▶ [Passage to read]:
== Segment start ==
Hereditary | Ari Aster's Jaw Dropping Feature Debut

I have never been one for the horror genre. I'm not necessarily easily scared and I have a real love of things paranormal, but I'm not drawn to the horror genre in the way a lot of people are.

Hereditary is Ari Aster's feature directorial debut and he truly knocked it out of the park. There's no denying that whether people loved it or hated it, he made everyone in the cinema feel some kind of way.

Hereditary's main themes are grief, home and family relationships. Toni Collette (Annie) and Gabriel Byrne (Steve) play mother and father to Milly Shapiro (Charlie) and Alex Wolff (Peter). Annie's mother has just passed away and the family are going through a tough time dealing with it. We don't get the time to know this family before the grandma's death and therefore we enter this weird space with them and that's what's so uncomfortable about this movie.
== Segment end ==
▶ [Provided material]:
== Segment start ==
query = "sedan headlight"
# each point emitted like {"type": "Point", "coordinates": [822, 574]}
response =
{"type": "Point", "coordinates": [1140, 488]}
== Segment end ==
▶ [Problems and tasks]:
- A) Print the stretch of the Hereditary review from "I have never" through "of people are.", word for word.
- B) Which actors does the Hereditary review name?
- C) Write the next part of the Hereditary review, picking up after its final sentence.

▶ [Answers to each task]:
- A)
I have never been one for the horror genre. I'm not necessarily easily scared and I have a real love of things paranormal, but I'm not drawn to the horror genre in the way a lot of people are.

- B) Toni Collette, Gabriel Byrne, Milly Shapiro and Alex Wolff

- C)
Annie is an artist who is building different model sets for an exhibition. The film begins with a shot that pans from the window into her workshop and zooms into one of the rooms. Pawel Pogorzelski (cinematographer) and Ari Aster worked together with their production designer, Grace Yun, to create a very voyeuristic feel to Hereditary. A lot of the shots in the home are from a distance and make us feel as though we are watching inside of a model home, being able to see the whole room instead of just focussing down on the characters. This is incredibly unique and it places the audience in the position of discomfort as we feel we are watching when we really shouldn't be.

The early plot twist in this film is what kicks the narrative off and really sets the ball rolling. The family have already been through one devastation together and now they are left to deal with another. The slow descent into madness is what keeps viewers hooked. You feel for Steve who is trying his best to hold everything together, you grieve with Annie who is going through inner turmoil and you hide with Peter who would love nothing more than for all this to go away. I wanted a moment to share with you how blown away I was by Milly Shapiro's performance as Charlie. I want to keep the analysis as spoiler free as possible but I've seen this movie twice now and both times she has made me cry in one particular scene. 

One moment I must discuss and urge you all to pay attention to is the first group therapy session Annie attends. Listen to what she's saying, it feels like word vomit (in a good way) but it's so very important to the plot and will help you understand the narrative better and it also gives you such unfiltered insight into the character of Annie. That scene, along with many other moments, are what display the brilliance of Toni Collette so perfectly.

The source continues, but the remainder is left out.